Dataset rows on where objects appear
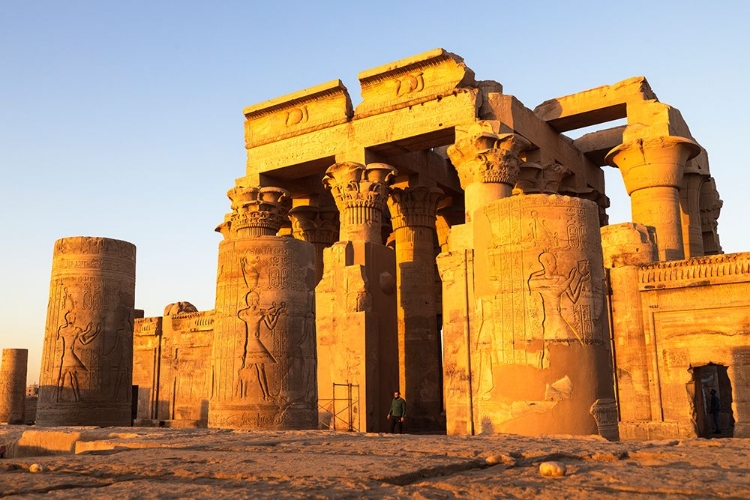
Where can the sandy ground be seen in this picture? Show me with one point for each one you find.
(131, 462)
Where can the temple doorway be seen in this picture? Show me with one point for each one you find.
(707, 379)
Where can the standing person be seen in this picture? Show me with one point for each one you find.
(397, 413)
(715, 409)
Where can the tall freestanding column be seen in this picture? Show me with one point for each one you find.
(87, 360)
(652, 170)
(356, 305)
(263, 359)
(13, 385)
(420, 355)
(487, 163)
(488, 167)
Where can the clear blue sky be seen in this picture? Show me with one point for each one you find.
(124, 119)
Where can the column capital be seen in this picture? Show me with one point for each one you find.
(653, 162)
(361, 194)
(485, 156)
(414, 206)
(256, 211)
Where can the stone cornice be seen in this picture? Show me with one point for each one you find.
(698, 271)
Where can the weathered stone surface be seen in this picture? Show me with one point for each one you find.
(13, 385)
(88, 346)
(263, 350)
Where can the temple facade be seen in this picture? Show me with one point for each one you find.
(444, 240)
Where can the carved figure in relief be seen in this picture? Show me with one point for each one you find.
(409, 84)
(250, 271)
(70, 363)
(552, 286)
(485, 350)
(255, 354)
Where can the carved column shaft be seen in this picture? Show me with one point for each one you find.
(87, 361)
(488, 164)
(413, 218)
(652, 170)
(263, 358)
(13, 385)
(319, 226)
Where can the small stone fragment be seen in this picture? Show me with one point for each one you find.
(552, 469)
(500, 459)
(37, 468)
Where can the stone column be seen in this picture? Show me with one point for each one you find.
(488, 164)
(356, 304)
(263, 358)
(691, 215)
(710, 209)
(13, 385)
(87, 360)
(652, 170)
(316, 225)
(420, 355)
(360, 193)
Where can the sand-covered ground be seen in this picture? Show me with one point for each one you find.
(131, 462)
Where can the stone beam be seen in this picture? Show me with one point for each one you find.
(594, 106)
(514, 116)
(596, 145)
(311, 109)
(411, 81)
(415, 128)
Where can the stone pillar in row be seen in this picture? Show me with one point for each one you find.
(488, 164)
(488, 167)
(87, 360)
(13, 385)
(263, 359)
(316, 225)
(420, 355)
(356, 304)
(690, 194)
(652, 170)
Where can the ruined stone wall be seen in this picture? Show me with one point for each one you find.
(534, 355)
(88, 345)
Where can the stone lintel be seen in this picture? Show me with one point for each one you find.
(513, 114)
(412, 129)
(596, 145)
(427, 76)
(310, 109)
(594, 106)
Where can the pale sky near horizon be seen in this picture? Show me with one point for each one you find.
(124, 119)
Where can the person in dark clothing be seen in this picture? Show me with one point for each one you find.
(397, 413)
(715, 409)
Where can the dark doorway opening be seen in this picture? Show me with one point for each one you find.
(710, 378)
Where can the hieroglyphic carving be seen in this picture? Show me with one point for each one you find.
(88, 353)
(258, 360)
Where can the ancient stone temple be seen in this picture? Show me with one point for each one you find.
(444, 240)
(87, 359)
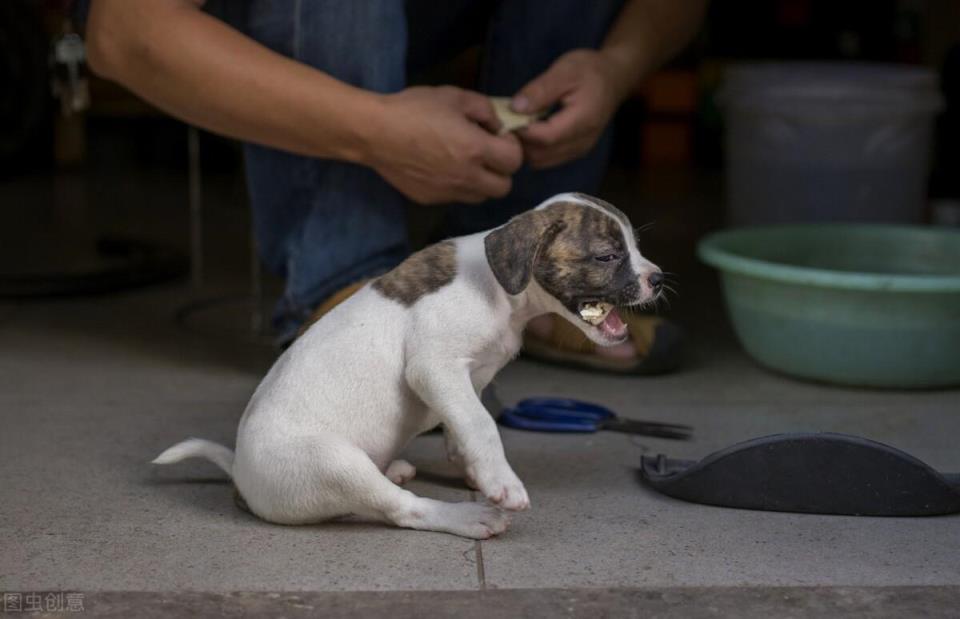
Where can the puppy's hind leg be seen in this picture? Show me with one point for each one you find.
(372, 495)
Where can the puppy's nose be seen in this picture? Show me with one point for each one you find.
(655, 280)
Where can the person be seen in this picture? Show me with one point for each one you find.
(337, 143)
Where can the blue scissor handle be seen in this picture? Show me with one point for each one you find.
(515, 418)
(566, 407)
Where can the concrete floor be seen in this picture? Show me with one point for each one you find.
(93, 388)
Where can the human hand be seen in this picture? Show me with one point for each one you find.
(438, 145)
(589, 85)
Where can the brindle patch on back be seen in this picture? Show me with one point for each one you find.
(424, 272)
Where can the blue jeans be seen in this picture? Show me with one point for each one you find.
(325, 224)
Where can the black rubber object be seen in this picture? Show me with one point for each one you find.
(814, 473)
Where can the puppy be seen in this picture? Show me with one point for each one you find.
(413, 349)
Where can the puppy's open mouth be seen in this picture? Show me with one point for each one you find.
(604, 317)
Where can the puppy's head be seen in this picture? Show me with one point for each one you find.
(581, 251)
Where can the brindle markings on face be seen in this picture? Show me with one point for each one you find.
(603, 204)
(568, 268)
(424, 272)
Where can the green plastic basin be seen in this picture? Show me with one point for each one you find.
(865, 305)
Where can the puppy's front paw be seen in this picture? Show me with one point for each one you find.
(502, 488)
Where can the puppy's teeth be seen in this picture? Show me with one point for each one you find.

## [Exercise prompt]
Write every entry out again exactly, dropping the pictures.

## [Result below]
Where can the sandy ground be seen in this picture? Show me with one point for each one you find.
(131, 462)
Where can the temple doorway be seen in this picture? Show me with one point for each one you find.
(707, 379)
Where can the standing person be seen in this picture? Show me with one point for each one you find.
(397, 413)
(715, 409)
Where can the tall freestanding column be seen in this picture? Show me with one point for each one you find.
(87, 360)
(652, 170)
(356, 305)
(263, 359)
(13, 385)
(420, 355)
(487, 163)
(488, 167)
Where can the clear blue sky be seen in this picture? Show me with one point for each one you find.
(124, 119)
Where can the column capital be seen in this picture? Show me with one point for each one you find.
(653, 162)
(361, 194)
(485, 156)
(414, 206)
(256, 211)
Where can the stone cornice be seen in this picture? Show me with one point for each one you find.
(698, 271)
Where can the weathered stone surface be seen in this picture? Show me with one point for each one you find.
(13, 385)
(88, 346)
(263, 350)
Where can the temple facade be seen in this picture? Show me with one point for each one you find.
(444, 240)
Where can the carved figure in relief be seen in this picture? Show me with one point for each one you find.
(409, 84)
(250, 271)
(70, 363)
(552, 286)
(485, 350)
(255, 354)
Where can the carved column shaft be seen in this picture? Show me with one point for each one you find.
(87, 361)
(488, 164)
(413, 218)
(652, 170)
(263, 358)
(13, 385)
(319, 226)
Where can the small stone fragment be seen in this picture? Show me with one point for each one you find.
(552, 469)
(500, 459)
(37, 468)
Where can the stone column be seen in this picture? Show me with one point for each one you find.
(488, 164)
(356, 304)
(263, 358)
(691, 215)
(710, 209)
(13, 385)
(87, 360)
(652, 170)
(316, 225)
(420, 355)
(360, 193)
Where can the sand-covered ground be seen in this picture? Show me with one point for each one you find.
(131, 462)
Where can the stone beam be seen in this picture? Show me with one point for each one you find.
(594, 106)
(514, 116)
(596, 145)
(311, 109)
(411, 81)
(415, 128)
Where can the stone pillar in row be seen in this picture? Show me with one point for each one you find.
(488, 164)
(488, 167)
(87, 360)
(13, 385)
(263, 359)
(316, 225)
(420, 355)
(356, 304)
(690, 194)
(652, 170)
Where can the ruined stone wall be seen in this picture? Show me with one point for each one you find.
(534, 355)
(88, 345)
Where can the stone lintel be seen in this picture? Show me with one point for each one you find.
(513, 114)
(412, 129)
(596, 145)
(427, 76)
(310, 109)
(594, 106)
Where can the pale sky near horizon be seen in this picture? Show me with one point for each one you find.
(124, 119)
Where can the person in dark clothing be seen in this picture? Show me with one point for each one you find.
(397, 413)
(715, 409)
Where can the dark doorway opening be seen in this picture? Show me with one point for each one you find.
(710, 378)
Where can the hieroglyphic carving be seen in this picture? Show me with one point for each one you find.
(88, 353)
(258, 360)
Where can the ancient stone temple be seen in this picture? Show me with one point for each one you find.
(444, 240)
(87, 359)
Where can the puppy's hind leg be seen in this picture? Show me with one point for each one you find.
(372, 495)
Where can the puppy's nose be seen in this picture? Show me with one point for each one you find.
(655, 280)
Where can the person be seen in this picture? Show me with one point for each one you find.
(337, 143)
Where can the blue scissor handle be seen in this picture? Show me with one point for each one you find.
(515, 418)
(566, 407)
Where can the concrete floor be seen in this picture? Show me with one point for each one you find.
(93, 388)
Where can the human hand be seen in this picture? Show me with one point for each one you find.
(438, 145)
(589, 85)
Where can the brindle patch on back be seen in this picture? Show me with one point for each one you find.
(424, 272)
Where can the blue jeans be seen in this picture? Show me with one point for each one you find.
(325, 224)
Where can the black rubber object be seen in this picture? Show me with one point for each one you find.
(814, 473)
Where can the puppy be seen in this picture? Show me with one point for each one you find.
(413, 349)
Where can the puppy's open mouth be seen in this picture? Show me with one point for each one you find.
(604, 317)
Where can the puppy's head be seen in this picture? Show me with one point for each one you find.
(581, 251)
Where can the brindle markings on face be seen in this picture? Show me with one point for each one you find.
(603, 204)
(568, 268)
(424, 272)
Where can the green plastic basin be seen in this picture? Show me with one point for each one you find.
(865, 305)
Where can the puppy's front paw be seen in this picture? Show me with one point for each one you find.
(502, 488)
Where can the puppy's teeth be seen in this picture? Show me with one point for each one you find.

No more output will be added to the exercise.